_BRIEF 1_.
Through what, according to the text on culture as infrastructure, does culture produce long-term culture dividends? List every one.
_BRIEF 2_.
Could you rewrite the text on culture as infrastructure, everything from "This perspective reframes" down to "of recognising it.", with "patient capital" swapped for "long-term investment"?

_EXTRACT PROVIDED_.
---*---

Culture as Infrastructure: Measuring What Matters
Published in Social Sciences, Sustainability, and Economics
Measuring what matters
Culture increasingly sits at the centre of economic diversification, innovation, and resilience. Yet public investment continues to be assessed largely through narrow indicators such as visitor numbers or short-term GDP effects. These metrics capture immediate outputs but overlook the broader economic, social, environmental, and institutional value that culture generates over time.
Our recent work in Humanities & Social Sciences Communications (Nature Portfolio) and the World Economic Forum argues that cultural institutions are not simply repositories of heritage or symbolic assets but forms of economic and social infrastructure. Like transport, education, or research systems, they require sustained investment while generating returns that accumulate across sectors, generations, and places.
This perspective reframes culture as a form of patient capital, producing long-term culture dividends through stronger human capabilities, innovation, social cohesion, environmental stewardship, and economic resilience. The policy challenge is therefore less about demonstrating that culture creates value than about developing measurement systems capable of recognising it.
This challenge becomes even more important as governments adopt anticipatory and AI-enabled models of governance, where decisions increasingly depend on sophisticated data but still require human judgement about what societies value. Artificial intelligence can expand access to information, but it cannot determine which outcomes societies should value or prioritise.
Culture as infrastructure in practice
This broader understanding of culture is already shaping policy in several jurisdictions.

---*---

_DATA FOR REVIEW_.
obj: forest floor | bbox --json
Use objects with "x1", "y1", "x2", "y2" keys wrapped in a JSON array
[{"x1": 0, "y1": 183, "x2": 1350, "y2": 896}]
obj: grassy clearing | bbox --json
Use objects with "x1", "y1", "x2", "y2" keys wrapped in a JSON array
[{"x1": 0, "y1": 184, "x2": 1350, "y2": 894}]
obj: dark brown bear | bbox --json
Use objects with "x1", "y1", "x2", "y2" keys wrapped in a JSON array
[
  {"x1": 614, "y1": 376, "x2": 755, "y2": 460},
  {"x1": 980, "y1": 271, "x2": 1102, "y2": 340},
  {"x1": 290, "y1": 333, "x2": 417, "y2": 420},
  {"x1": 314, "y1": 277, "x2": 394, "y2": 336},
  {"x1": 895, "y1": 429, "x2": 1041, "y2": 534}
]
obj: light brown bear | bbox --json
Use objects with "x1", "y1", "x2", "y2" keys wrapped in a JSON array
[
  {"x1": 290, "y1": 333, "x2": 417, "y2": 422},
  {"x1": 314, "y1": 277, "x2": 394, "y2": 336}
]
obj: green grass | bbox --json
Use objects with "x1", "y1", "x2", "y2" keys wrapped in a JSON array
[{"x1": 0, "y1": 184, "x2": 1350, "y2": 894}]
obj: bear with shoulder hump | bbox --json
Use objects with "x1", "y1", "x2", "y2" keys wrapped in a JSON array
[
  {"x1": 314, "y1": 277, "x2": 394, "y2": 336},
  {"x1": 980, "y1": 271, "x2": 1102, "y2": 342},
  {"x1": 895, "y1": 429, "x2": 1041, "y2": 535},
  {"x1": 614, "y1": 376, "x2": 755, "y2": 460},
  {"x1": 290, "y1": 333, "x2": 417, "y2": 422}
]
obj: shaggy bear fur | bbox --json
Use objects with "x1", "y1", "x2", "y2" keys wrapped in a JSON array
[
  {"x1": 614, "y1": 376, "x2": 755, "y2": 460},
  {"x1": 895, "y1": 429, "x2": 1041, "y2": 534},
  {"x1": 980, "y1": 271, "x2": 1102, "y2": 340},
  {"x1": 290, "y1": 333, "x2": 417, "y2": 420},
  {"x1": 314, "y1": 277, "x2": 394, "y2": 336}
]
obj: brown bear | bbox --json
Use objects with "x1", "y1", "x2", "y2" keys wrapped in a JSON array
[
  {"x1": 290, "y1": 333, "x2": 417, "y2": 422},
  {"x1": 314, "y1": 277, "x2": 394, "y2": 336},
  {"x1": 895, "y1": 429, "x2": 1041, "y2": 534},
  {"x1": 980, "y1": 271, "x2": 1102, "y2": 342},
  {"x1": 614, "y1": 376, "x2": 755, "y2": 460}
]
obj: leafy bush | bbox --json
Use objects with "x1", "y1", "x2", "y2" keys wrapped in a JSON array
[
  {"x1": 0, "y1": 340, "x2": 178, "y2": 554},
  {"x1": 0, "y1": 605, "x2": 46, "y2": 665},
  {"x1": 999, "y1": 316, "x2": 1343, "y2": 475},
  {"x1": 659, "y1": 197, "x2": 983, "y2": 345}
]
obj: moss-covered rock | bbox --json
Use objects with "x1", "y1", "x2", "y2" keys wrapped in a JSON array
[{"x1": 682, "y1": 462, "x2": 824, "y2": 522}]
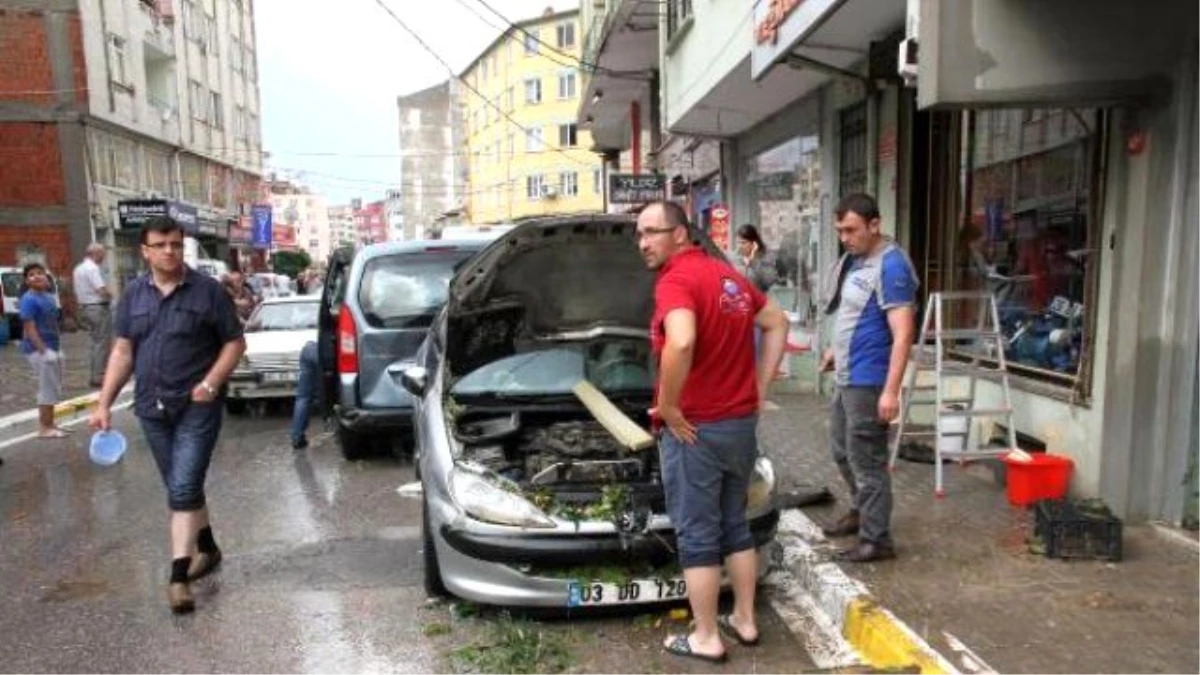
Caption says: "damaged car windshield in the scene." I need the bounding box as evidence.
[451,339,654,395]
[359,249,473,328]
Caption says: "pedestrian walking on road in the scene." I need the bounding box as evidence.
[292,340,320,450]
[821,193,918,562]
[91,217,246,614]
[72,241,113,387]
[18,263,66,438]
[637,202,787,662]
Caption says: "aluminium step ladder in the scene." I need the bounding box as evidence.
[888,291,1016,498]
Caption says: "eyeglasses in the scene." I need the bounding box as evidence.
[143,241,184,251]
[636,226,676,239]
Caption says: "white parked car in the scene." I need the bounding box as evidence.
[226,295,320,414]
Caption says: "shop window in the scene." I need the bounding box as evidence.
[944,109,1104,386]
[730,133,833,322]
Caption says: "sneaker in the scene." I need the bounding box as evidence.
[167,581,196,614]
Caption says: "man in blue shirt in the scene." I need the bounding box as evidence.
[822,193,917,562]
[18,263,66,438]
[91,217,246,614]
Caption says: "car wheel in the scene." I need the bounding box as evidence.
[337,424,371,460]
[421,498,449,598]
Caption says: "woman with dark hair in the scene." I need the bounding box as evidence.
[734,223,779,293]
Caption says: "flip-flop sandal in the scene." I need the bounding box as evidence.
[716,614,762,647]
[662,635,730,663]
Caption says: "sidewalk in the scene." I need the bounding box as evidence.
[761,394,1200,673]
[0,330,92,418]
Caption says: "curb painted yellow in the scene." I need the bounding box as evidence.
[842,598,947,675]
[54,392,100,419]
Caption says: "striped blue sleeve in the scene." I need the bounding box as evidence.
[880,250,917,310]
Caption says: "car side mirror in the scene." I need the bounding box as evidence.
[400,365,430,399]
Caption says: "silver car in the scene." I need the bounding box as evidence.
[402,215,779,610]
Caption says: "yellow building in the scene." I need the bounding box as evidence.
[460,11,604,223]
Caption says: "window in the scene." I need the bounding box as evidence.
[108,35,132,86]
[667,0,691,40]
[526,78,541,103]
[554,24,575,49]
[558,70,575,98]
[187,79,209,121]
[558,171,580,197]
[526,127,546,153]
[229,36,244,72]
[931,109,1105,384]
[526,173,546,202]
[558,123,577,148]
[209,91,224,129]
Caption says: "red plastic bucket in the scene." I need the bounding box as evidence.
[1002,453,1075,507]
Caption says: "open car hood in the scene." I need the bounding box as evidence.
[444,215,681,376]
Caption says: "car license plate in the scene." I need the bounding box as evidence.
[263,372,296,382]
[566,578,688,607]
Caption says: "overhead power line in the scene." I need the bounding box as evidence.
[468,0,649,80]
[364,0,593,168]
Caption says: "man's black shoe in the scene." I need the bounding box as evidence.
[821,510,858,537]
[833,542,896,562]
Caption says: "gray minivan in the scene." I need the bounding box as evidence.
[317,240,487,459]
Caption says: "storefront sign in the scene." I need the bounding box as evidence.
[708,204,730,251]
[750,0,835,79]
[754,171,796,202]
[608,173,667,204]
[116,199,198,234]
[250,204,272,249]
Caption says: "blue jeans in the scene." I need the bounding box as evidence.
[292,342,320,443]
[139,400,222,510]
[659,414,758,569]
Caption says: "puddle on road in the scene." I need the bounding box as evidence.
[38,579,112,603]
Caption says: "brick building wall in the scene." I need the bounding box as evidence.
[0,1,88,315]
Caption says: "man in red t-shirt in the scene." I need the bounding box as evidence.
[637,202,787,662]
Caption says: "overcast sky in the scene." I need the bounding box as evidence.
[254,0,578,204]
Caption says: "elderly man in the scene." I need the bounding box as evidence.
[73,241,113,387]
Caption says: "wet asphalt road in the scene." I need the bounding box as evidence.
[0,403,811,674]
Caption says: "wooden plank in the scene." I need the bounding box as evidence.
[571,380,655,452]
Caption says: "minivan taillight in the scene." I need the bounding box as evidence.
[337,307,359,375]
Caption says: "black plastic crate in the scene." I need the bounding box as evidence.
[1034,500,1122,562]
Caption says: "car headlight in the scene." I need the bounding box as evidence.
[450,464,554,527]
[746,458,775,514]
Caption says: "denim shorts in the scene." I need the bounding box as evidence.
[139,400,223,510]
[659,414,758,568]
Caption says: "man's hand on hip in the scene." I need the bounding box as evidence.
[650,406,696,446]
[878,389,900,422]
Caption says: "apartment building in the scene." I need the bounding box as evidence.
[398,79,467,239]
[0,0,262,294]
[460,6,604,223]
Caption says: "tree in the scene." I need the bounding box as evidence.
[271,251,312,279]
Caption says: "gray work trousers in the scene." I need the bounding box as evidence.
[79,305,113,383]
[829,387,892,545]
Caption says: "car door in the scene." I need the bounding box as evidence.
[317,249,354,414]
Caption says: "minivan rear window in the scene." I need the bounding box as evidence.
[359,249,475,328]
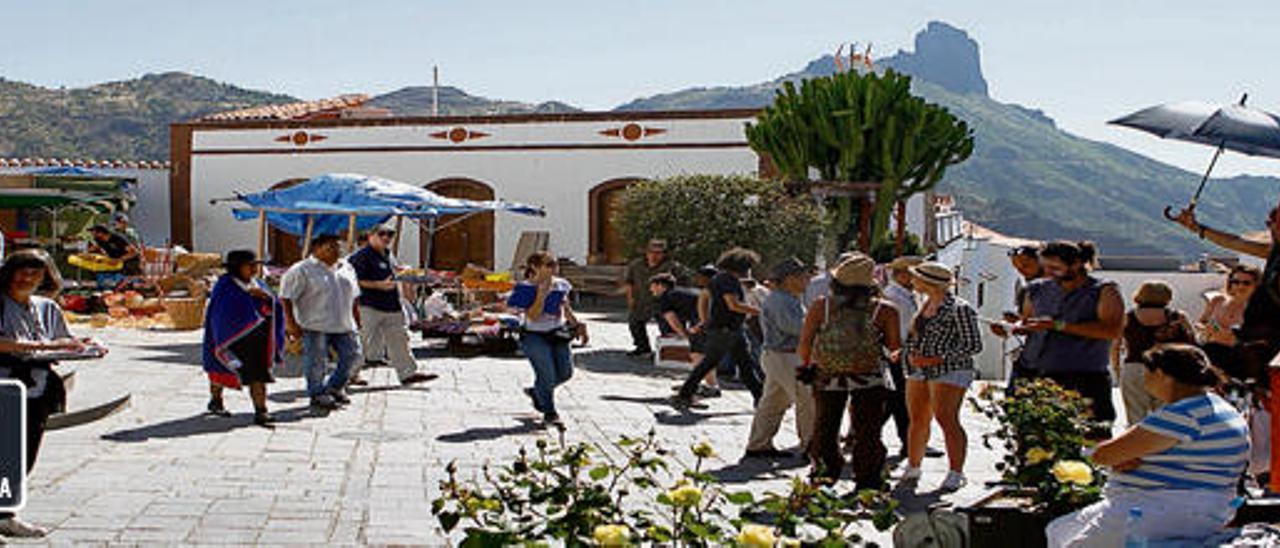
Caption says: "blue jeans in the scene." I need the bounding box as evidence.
[302,330,360,398]
[520,332,573,415]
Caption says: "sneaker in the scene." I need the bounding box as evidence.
[899,466,923,481]
[311,394,338,410]
[401,373,440,387]
[329,391,351,406]
[205,399,232,416]
[253,411,275,428]
[938,470,969,493]
[0,516,49,539]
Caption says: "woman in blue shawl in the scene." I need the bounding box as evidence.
[204,250,284,426]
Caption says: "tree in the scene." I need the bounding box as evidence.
[746,70,974,254]
[613,175,824,266]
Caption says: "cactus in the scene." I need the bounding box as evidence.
[746,70,974,252]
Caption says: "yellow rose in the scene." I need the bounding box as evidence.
[1027,447,1053,466]
[667,485,703,508]
[737,524,778,548]
[1052,461,1093,485]
[692,442,716,458]
[591,525,631,547]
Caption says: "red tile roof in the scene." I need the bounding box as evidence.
[200,93,369,122]
[0,157,169,169]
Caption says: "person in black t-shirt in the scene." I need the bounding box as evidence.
[649,274,721,398]
[671,247,763,408]
[88,224,142,275]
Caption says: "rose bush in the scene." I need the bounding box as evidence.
[431,431,897,547]
[970,379,1103,516]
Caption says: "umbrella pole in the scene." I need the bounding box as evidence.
[257,210,266,261]
[302,215,316,259]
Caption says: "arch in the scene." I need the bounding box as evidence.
[266,177,307,266]
[588,177,645,265]
[417,177,494,270]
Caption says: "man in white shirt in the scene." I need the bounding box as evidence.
[280,234,361,410]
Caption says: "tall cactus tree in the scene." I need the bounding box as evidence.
[746,70,974,253]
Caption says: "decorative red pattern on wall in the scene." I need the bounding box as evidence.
[431,127,489,143]
[598,123,667,141]
[275,132,329,146]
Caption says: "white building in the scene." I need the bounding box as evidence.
[170,96,942,269]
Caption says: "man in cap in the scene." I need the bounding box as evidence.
[884,256,924,455]
[280,234,361,410]
[622,239,686,356]
[746,257,814,458]
[347,227,438,385]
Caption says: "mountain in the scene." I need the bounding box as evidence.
[620,22,1280,256]
[0,72,296,160]
[369,86,580,117]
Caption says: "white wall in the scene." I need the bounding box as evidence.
[191,119,758,269]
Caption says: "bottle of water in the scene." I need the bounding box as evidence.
[1124,506,1147,548]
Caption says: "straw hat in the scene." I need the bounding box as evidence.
[831,254,876,286]
[910,261,955,286]
[888,255,924,270]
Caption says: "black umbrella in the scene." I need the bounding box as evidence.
[1108,93,1280,219]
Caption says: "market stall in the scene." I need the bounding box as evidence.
[216,174,545,352]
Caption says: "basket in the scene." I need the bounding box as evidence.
[164,297,205,330]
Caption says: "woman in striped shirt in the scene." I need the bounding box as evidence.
[1046,344,1249,547]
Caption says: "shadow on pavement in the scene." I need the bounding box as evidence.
[573,350,685,379]
[101,406,316,443]
[707,457,808,484]
[138,343,204,367]
[435,417,545,443]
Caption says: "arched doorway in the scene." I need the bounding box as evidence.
[266,178,307,266]
[588,177,644,265]
[419,177,494,270]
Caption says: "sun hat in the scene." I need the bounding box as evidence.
[888,255,924,270]
[910,261,955,286]
[1133,279,1174,309]
[831,254,876,286]
[769,257,809,282]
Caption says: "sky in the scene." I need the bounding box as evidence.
[0,0,1280,174]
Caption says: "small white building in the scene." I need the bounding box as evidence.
[169,96,942,269]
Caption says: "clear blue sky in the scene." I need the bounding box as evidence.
[0,0,1280,174]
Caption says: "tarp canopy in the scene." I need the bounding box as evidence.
[232,173,545,236]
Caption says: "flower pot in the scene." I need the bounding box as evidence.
[961,488,1051,548]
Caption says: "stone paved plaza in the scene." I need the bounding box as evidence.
[9,314,996,545]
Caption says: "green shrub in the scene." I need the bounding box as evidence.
[613,175,824,268]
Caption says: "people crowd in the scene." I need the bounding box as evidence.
[0,201,1280,545]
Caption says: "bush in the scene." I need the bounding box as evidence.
[972,379,1103,516]
[431,431,897,548]
[613,175,824,268]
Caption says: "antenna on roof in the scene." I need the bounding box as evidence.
[431,65,440,117]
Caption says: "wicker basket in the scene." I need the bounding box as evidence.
[164,296,205,330]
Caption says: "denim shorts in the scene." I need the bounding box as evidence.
[906,369,977,388]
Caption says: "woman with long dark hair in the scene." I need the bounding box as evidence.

---*---

_EXPECTED OUTPUT 1_.
stronger human capabilities, innovation, social cohesion, environmental stewardship, and economic resilience

_EXPECTED OUTPUT 2_.
This perspective reframes culture as a form of long-term investment, producing long-term culture dividends through stronger human capabilities, innovation, social cohesion, environmental stewardship, and economic resilience. The policy challenge is therefore less about demonstrating that culture creates value than about developing measurement systems capable of recognising it.